> _Supplied records_
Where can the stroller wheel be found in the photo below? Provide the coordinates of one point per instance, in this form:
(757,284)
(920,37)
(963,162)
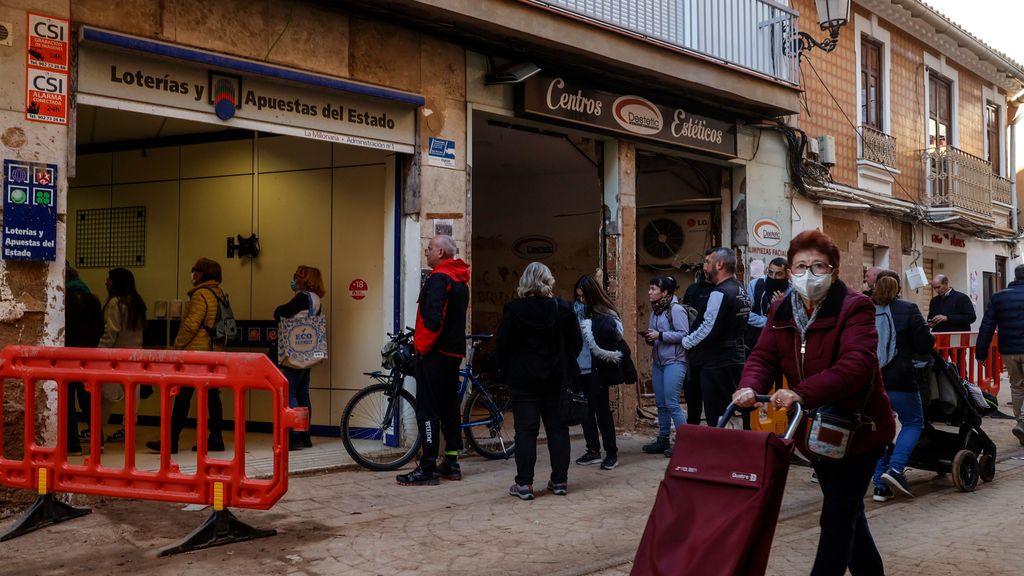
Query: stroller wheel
(965,470)
(986,467)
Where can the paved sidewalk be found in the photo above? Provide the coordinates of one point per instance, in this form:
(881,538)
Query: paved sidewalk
(356,522)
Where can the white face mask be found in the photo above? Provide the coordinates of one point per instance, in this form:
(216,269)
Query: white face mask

> _What you should do_
Word for word, give the entries above again, with no images included.

> _Result of this task_
Where can the stroller wheel be found in the photo below? Provide the coordinates of one point per instance, in this form:
(757,284)
(920,37)
(963,162)
Query: stroller wheel
(965,470)
(986,467)
Where can the paved sidewalk be found in the photo above? Provide the coordinates of one point per instance, in this form:
(881,538)
Query: paved sidewalk
(356,522)
Where can the white face mask be found in the photo above? Provide the coordinates of one point per instance, in this form:
(216,269)
Query: white face mask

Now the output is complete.